[Collected data entries]
· · · ·

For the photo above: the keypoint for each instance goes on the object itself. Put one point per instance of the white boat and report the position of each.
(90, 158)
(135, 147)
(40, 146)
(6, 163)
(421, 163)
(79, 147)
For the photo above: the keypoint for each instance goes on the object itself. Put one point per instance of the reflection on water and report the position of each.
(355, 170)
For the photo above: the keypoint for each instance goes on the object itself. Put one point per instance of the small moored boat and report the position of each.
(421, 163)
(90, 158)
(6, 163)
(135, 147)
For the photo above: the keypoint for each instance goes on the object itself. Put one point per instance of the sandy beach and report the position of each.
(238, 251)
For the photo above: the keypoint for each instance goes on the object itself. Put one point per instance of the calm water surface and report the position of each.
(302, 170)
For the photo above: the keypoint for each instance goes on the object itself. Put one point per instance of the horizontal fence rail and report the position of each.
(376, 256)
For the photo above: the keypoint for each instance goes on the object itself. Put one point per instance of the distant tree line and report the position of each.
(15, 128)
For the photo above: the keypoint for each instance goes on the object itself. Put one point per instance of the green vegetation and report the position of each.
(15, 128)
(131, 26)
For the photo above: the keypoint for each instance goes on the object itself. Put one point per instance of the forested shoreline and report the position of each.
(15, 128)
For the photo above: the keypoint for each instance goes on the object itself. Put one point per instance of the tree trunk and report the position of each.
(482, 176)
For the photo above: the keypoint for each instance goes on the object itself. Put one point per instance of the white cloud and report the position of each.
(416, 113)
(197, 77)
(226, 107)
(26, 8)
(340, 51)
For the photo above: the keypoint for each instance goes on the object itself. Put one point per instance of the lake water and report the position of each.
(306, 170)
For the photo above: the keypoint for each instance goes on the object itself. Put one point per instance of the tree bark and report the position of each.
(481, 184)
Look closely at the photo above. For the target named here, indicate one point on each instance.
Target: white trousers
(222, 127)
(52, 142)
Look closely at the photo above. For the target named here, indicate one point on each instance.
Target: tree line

· · · ·

> [Work request]:
Reproduce the full block of data exactly, omitting nothing.

> [Response area]:
For the photo above: the keypoint for each instance goes on the object itself. Put one point per instance of the white boat and report the position of each.
(90, 158)
(135, 147)
(40, 146)
(6, 163)
(421, 163)
(79, 147)
For the photo above: the keypoint for each instance goes on the object itself. Put one point per instance of the reflection on water and report the position of each.
(355, 170)
For the photo above: the keypoint for each instance goes on the object itself. Put one point per instance of the small moored boat and report the position of each.
(421, 163)
(90, 158)
(6, 163)
(135, 147)
For the photo above: the keypoint for each instance goes on the object itself. Put one point per instance of the sandy beach and report the position of each.
(238, 251)
For the photo above: the keypoint for each instance goes on the object itself. Put one point per instance of the calm water surface and report the position of each.
(302, 170)
For the photo above: the keypoint for each instance goes on the object itself. Put one point per instance of the horizontal fence rail and report the position of each.
(376, 256)
For the photo above: the keypoint for each instance goes on the object itself. Put one point per instance of the distant tree line and report the position of each.
(15, 128)
For the photo above: the keypoint for each instance goes on the object itself. Put one point per instance of the green vegetation and report the position of each.
(15, 128)
(131, 26)
For the photo above: the keypoint for each instance goes on the object itself. Put one point per instance of the forested shoreline and report the position of each.
(15, 128)
For the photo above: the keypoint for each instance goes on the object itself. Put one point per instance of the tree trunk and report the position of each.
(482, 176)
For the photo above: the keypoint for each instance goes on the object itself. Put one point per instance of the white cloud and report the position of each.
(416, 113)
(197, 77)
(226, 107)
(26, 8)
(340, 51)
For the photo above: the keypoint for each instance goes on the object itself. Put one point per instance of the lake water and report the position of each.
(306, 170)
For the photo above: the keypoint for each instance goes on the object itself. Put one point per instance of the tree bark and report the position of each.
(481, 184)
Look closely at the photo above. For the target named here, indicate one point on each instance.
Target: white trousers
(222, 127)
(52, 142)
Look closely at the photo above. For the target named here, indicate one point on each instance.
Target: tree line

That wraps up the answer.